**What is expected**:
Output the first line below and each one after it, exactly, up to and including the line holding "point: packed snow, one". Pictures should not be copied.

**Image point grounding data**:
== == ==

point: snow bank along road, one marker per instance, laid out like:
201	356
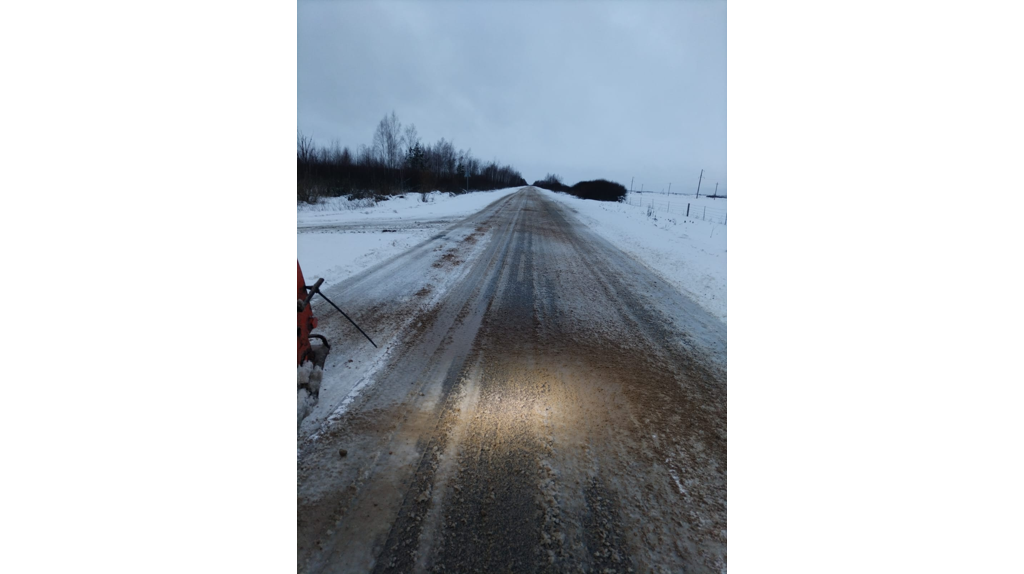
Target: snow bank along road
542	402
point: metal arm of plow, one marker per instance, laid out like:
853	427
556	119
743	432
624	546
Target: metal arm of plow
347	317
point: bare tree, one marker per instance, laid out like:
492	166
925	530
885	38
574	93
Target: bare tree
388	140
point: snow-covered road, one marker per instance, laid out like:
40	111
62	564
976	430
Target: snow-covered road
541	401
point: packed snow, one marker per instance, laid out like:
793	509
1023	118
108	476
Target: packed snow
688	252
339	237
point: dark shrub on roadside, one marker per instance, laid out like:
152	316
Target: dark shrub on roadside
552	182
600	189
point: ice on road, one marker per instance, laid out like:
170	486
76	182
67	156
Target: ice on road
542	402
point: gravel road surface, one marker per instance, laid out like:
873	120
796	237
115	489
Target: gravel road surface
542	402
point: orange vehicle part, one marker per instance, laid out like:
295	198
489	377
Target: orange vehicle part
307	322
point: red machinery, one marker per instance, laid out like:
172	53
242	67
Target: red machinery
307	322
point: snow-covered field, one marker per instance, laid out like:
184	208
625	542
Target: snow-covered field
689	253
339	237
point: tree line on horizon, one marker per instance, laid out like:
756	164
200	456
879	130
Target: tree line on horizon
396	162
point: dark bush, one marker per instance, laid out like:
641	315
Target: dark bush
551	182
599	189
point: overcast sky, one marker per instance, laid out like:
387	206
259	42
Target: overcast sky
582	89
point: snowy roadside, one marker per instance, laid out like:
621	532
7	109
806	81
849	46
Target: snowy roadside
688	253
338	237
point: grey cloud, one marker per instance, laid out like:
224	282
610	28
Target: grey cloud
583	89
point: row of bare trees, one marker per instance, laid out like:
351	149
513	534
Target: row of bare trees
396	162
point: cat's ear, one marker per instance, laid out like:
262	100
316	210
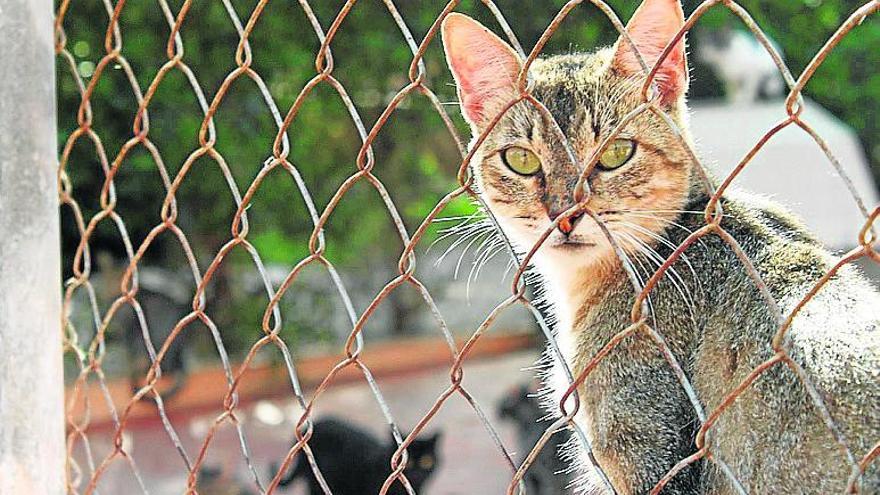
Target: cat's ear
484	66
651	28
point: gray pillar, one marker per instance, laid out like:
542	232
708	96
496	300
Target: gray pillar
31	380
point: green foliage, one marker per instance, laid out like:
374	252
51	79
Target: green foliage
416	158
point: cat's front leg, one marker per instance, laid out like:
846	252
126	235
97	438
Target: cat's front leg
641	424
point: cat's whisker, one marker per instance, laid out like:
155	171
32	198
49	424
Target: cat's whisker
624	239
473	231
492	247
671	274
674	277
481	236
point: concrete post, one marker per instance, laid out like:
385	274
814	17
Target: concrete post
31	378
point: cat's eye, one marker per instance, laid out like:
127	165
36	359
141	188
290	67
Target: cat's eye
617	154
521	160
426	462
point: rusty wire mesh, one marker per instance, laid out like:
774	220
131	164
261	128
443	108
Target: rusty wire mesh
90	355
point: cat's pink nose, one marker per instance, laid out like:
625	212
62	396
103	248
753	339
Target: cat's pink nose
567	225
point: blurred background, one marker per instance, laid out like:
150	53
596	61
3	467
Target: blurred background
736	93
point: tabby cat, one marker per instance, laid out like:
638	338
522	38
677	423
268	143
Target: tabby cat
647	191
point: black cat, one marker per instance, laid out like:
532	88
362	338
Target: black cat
353	462
546	476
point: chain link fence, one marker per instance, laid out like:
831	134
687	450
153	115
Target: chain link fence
90	355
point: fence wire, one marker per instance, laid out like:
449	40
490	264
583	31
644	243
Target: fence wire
91	355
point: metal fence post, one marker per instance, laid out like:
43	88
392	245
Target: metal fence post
31	380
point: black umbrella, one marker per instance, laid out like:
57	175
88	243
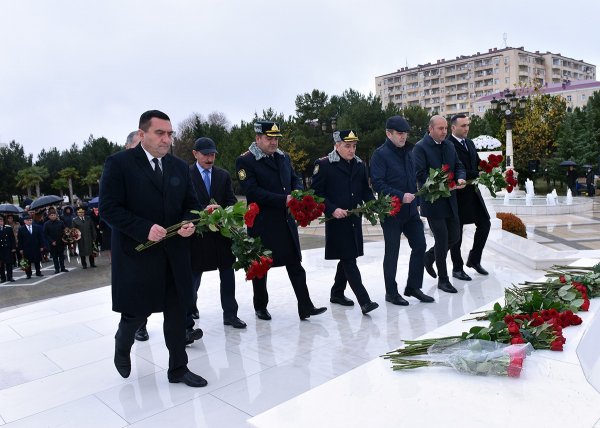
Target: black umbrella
44	201
568	163
9	209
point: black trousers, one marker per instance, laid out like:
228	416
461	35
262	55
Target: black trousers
413	230
173	330
84	263
297	276
482	230
6	271
347	272
446	233
228	302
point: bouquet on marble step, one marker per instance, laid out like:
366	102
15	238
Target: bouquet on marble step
439	184
474	357
305	206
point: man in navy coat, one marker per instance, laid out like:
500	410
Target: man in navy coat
212	250
267	178
471	207
341	178
433	151
31	244
393	173
143	191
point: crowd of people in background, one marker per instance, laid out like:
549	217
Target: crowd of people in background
51	234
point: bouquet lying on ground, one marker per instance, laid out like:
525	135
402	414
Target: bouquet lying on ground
249	253
376	210
475	357
305	206
438	185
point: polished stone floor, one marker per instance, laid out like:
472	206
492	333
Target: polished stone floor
56	356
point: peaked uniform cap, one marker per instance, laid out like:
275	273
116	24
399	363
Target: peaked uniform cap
347	136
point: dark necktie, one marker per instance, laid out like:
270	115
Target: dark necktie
206	178
157	170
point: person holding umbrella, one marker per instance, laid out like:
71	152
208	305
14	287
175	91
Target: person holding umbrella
8	247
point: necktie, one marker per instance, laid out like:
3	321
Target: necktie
157	170
206	178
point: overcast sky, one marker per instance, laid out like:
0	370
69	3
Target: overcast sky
71	68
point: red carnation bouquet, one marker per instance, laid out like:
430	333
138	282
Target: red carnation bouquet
376	210
491	175
249	253
305	206
438	185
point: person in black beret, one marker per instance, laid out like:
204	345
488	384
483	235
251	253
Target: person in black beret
341	178
212	250
267	178
393	173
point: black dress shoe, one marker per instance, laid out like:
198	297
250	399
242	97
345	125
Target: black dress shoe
429	260
122	362
235	322
368	307
142	334
477	268
341	300
460	274
263	314
193	334
396	299
445	285
418	294
190	379
313	311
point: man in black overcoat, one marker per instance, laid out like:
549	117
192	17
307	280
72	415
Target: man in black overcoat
211	250
142	192
341	178
54	230
267	178
31	244
471	207
433	151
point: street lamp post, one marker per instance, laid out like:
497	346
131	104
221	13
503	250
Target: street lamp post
507	108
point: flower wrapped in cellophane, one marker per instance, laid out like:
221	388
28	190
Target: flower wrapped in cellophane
475	357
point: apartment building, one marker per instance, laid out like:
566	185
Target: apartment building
452	86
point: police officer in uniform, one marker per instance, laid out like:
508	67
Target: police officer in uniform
341	178
267	178
393	173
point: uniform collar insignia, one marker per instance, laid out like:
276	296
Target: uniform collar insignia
335	157
258	153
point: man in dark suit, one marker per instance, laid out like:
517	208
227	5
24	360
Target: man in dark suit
471	207
341	178
31	244
267	178
212	250
142	191
433	151
393	173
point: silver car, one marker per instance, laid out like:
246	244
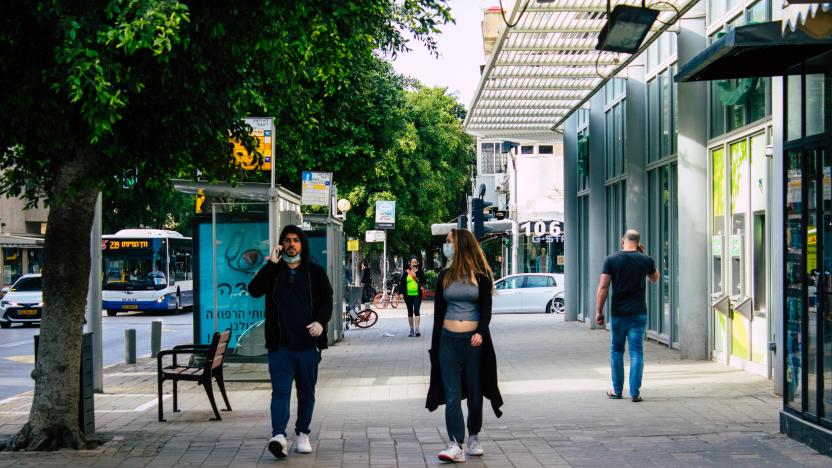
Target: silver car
23	303
529	293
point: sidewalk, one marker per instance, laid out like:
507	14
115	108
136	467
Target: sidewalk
370	410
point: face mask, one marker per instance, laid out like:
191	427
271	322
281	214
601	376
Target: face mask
448	249
288	259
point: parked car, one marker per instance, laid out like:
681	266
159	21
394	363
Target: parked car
23	302
529	292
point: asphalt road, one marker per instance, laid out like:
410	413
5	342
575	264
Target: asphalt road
17	345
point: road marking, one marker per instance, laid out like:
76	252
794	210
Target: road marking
17	343
26	359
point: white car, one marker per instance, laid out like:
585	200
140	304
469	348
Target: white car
529	292
23	302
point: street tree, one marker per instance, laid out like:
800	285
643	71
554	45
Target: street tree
90	89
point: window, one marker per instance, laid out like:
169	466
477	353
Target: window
662	116
539	282
515	282
740	102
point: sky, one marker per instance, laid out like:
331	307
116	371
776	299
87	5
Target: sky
460	52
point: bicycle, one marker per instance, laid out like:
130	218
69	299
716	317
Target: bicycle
387	297
365	318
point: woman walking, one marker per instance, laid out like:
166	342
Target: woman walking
461	344
411	286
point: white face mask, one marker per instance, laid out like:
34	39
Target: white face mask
290	259
448	249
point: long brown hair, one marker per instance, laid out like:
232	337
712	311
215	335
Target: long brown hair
468	259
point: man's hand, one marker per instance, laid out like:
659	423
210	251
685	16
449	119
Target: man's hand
315	329
275	256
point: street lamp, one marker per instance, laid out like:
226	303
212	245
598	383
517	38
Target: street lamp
626	28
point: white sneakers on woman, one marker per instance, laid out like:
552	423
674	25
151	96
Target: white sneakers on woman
453	453
474	447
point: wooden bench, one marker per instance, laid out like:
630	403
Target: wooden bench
213	355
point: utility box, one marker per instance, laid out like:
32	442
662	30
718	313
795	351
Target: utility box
86	398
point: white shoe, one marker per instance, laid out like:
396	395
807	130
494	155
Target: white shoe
302	444
474	447
277	445
453	453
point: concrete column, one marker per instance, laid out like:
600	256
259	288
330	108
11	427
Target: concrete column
597	199
570	224
636	147
693	187
776	219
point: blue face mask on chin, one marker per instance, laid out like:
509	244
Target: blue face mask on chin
290	259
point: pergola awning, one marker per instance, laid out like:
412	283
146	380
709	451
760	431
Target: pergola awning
546	66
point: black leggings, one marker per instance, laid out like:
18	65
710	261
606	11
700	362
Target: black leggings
413	304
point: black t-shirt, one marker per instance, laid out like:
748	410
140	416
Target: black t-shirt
628	270
295	303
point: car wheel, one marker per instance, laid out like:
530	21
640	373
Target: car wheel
558	305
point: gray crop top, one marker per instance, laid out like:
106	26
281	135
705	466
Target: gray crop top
462	299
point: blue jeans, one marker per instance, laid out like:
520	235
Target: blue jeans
301	367
458	357
629	329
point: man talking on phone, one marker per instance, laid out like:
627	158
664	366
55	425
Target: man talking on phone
298	308
626	270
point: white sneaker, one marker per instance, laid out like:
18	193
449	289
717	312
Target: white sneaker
453	453
474	447
277	445
302	444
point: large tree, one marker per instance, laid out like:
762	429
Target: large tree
91	88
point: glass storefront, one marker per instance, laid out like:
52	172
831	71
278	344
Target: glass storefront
808	249
739	253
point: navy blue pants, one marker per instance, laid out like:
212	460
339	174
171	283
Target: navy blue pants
286	366
455	355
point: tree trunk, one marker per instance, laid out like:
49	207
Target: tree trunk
53	419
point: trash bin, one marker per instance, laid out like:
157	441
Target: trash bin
86	399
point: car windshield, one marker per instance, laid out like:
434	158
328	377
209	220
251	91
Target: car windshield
133	270
28	284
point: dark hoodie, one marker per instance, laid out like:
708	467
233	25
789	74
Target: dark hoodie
320	291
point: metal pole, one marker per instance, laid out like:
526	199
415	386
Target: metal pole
155	338
273	222
130	346
94	300
384	263
214	261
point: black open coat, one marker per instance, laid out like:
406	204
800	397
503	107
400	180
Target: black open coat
488	366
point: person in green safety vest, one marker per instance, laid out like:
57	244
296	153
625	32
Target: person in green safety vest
411	286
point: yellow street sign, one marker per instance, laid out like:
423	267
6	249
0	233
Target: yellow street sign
264	147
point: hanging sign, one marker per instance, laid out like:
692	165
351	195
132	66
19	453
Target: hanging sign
262	131
315	188
385	214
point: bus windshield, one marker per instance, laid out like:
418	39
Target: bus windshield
132	270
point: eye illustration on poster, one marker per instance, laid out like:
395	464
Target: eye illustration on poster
242	248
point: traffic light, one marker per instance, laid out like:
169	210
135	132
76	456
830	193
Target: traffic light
477	217
200	199
130	178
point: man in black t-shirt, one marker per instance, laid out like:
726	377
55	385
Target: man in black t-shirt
626	270
298	298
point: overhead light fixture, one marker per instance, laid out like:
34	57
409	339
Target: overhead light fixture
626	28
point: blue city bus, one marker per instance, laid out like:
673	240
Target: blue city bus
146	270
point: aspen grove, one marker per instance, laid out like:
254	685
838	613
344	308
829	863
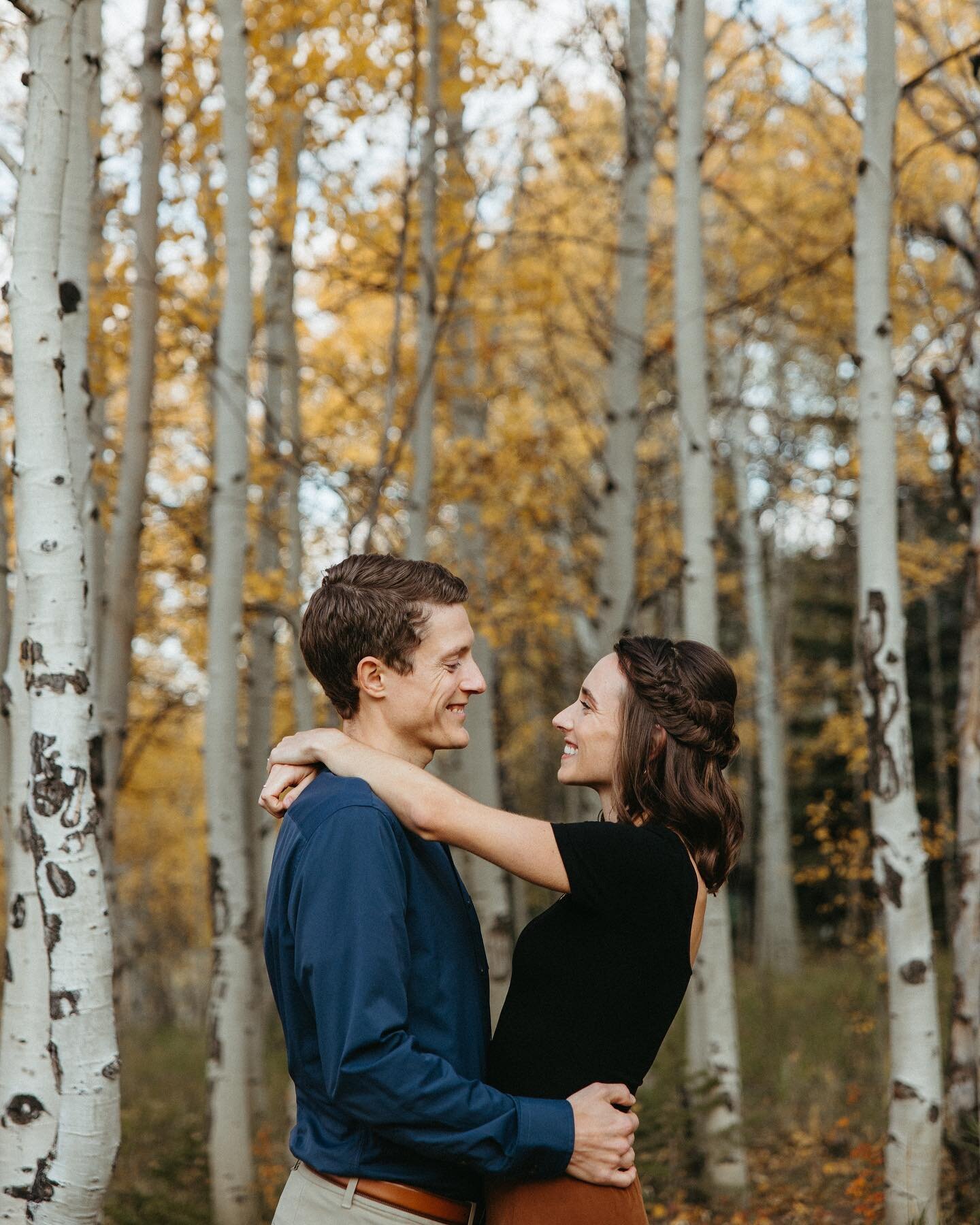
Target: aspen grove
652	318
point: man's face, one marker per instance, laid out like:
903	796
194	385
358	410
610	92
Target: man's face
429	706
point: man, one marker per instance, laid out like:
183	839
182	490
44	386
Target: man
374	949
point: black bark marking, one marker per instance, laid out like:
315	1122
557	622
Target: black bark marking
97	766
29	837
64	1004
58	681
50	793
882	693
37	1192
55	1065
32	652
220	909
61	881
214	1041
70	295
914	972
24	1109
892	887
49	789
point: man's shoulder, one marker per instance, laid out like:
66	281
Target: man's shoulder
330	802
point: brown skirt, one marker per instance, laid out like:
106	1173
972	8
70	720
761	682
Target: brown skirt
564	1200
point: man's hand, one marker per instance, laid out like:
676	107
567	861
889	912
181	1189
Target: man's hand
283	784
603	1136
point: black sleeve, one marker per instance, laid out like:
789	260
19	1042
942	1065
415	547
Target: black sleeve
625	869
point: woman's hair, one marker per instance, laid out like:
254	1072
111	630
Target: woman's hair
689	690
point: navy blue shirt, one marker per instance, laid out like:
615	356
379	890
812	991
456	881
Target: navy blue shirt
376	963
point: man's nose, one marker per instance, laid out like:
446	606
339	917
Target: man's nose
474	681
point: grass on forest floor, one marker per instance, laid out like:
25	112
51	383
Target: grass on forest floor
815	1102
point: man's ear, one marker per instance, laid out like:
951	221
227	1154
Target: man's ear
370	676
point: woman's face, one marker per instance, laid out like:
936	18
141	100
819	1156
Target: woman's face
591	727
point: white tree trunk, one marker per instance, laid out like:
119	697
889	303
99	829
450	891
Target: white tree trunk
303	698
74	257
618	502
912	1154
27	1076
963	1093
712	1019
67	1159
474	770
425	324
232	1004
261	684
122	578
777	930
945	811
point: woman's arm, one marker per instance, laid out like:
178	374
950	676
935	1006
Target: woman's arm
431	808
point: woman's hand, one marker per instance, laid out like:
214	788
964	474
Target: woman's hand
308	747
284	783
289	764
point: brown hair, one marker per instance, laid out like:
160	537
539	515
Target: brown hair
689	690
370	606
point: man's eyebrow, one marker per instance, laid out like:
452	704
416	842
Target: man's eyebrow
459	651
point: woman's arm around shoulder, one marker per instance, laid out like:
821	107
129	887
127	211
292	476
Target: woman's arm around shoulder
434	810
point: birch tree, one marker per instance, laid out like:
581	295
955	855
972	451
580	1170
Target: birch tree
122	563
474	770
712	1022
619	496
75	255
61	1092
427	321
777	930
261	684
231	1006
912	1154
303	698
963	1093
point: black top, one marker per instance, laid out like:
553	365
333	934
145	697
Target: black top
600	977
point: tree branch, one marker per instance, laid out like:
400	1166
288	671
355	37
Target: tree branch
10	162
906	88
26	9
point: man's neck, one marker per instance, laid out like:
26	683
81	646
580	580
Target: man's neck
379	735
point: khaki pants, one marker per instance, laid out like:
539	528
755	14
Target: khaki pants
309	1200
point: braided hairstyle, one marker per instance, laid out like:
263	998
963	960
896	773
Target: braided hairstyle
678	736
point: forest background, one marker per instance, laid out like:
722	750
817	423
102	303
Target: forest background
436	271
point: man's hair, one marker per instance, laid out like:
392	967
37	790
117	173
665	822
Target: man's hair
370	606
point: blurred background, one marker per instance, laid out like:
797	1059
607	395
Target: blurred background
395	298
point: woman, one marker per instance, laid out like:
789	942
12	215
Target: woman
600	977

== == ==

**Output below**:
point: snow bank along road, one marker per instance, laid out like:
201	356
Target: snow bank along road
542	402
point: metal arm of plow, one marker per instance, laid out like:
853	427
556	119
743	432
624	546
Target: metal arm of plow
347	317
point: bare tree, one marker per instance, laid out like:
492	166
925	530
885	38
574	93
Target: bare tree
388	140
point: snow-covered road, one marker per instance, laid out like:
40	111
62	564
976	430
Target: snow-covered road
541	401
point: packed snow, one marker per instance, laid out like:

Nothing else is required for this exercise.